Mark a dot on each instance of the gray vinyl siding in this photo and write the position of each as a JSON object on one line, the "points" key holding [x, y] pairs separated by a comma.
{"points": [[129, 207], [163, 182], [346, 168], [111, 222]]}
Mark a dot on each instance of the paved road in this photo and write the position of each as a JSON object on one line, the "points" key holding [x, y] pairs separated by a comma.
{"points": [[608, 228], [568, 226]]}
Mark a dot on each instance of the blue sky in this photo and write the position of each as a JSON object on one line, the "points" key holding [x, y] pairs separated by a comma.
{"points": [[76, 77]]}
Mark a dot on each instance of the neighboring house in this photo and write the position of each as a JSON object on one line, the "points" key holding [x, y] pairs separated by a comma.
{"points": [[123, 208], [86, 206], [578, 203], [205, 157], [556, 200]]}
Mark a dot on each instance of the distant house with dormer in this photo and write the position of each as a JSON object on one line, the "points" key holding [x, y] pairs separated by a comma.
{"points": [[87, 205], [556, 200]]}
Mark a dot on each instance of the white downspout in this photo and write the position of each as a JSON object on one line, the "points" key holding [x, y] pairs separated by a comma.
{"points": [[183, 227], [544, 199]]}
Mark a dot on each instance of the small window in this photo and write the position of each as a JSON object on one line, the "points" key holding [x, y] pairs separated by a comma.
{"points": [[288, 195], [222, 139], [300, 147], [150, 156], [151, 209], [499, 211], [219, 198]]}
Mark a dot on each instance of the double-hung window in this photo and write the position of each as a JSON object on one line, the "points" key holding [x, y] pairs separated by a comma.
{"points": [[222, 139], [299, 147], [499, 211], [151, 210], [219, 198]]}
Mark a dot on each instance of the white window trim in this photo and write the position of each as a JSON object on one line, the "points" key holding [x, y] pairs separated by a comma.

■ **WHAT YOU HAVE TO DO**:
Extract, unchanged, the closing run of lines that opens with the line containing "Mark a dot on each instance of the blue" and ends with the last line.

■ **OUTPUT OF THE TASK**:
Mark a dot on each instance of the blue sky in this photo and write the position of each as a JSON object on one line, the "points" key holding [x, y] pairs separated by a comma.
{"points": [[76, 77]]}
Mark a dot on each instance of the neighboring house in this photo and write the position of each as a JSON object on one line, the "points" key holding [x, y] pairs separated by a comma.
{"points": [[123, 208], [86, 206], [578, 203], [205, 157], [556, 200]]}
Mark a dot on each instance of the distant house with dormer in this photo and write the position of each as a JSON object on one line, the "points" key holding [x, y] pairs separated by a comma.
{"points": [[87, 205], [556, 200]]}
Mark a dot on each instance of the white downspout in this photo and write the position of each as a JSON object on one line, the "points" key holding [x, y] pairs separated by a comma.
{"points": [[183, 227], [544, 199]]}
Mark a dot on each instance of the small window in this photo and write the position of each as a JSON object on one line, the "points" key holding [x, y] pairs separated by a comma.
{"points": [[288, 195], [222, 139], [300, 147], [150, 156], [151, 209], [499, 211], [219, 198]]}
Mark a dot on each instance of the double-hung window in this photo and write the position of each as a JSON object on one line, the "points" key holding [x, y] pairs separated by a comma.
{"points": [[222, 139], [299, 147], [499, 211], [151, 210], [219, 198]]}
Mark a dot on each instance of the white window trim in this photo and write the position of each as a JSON object on one line, the "points" key holding [x, y] pairs separated by a comma.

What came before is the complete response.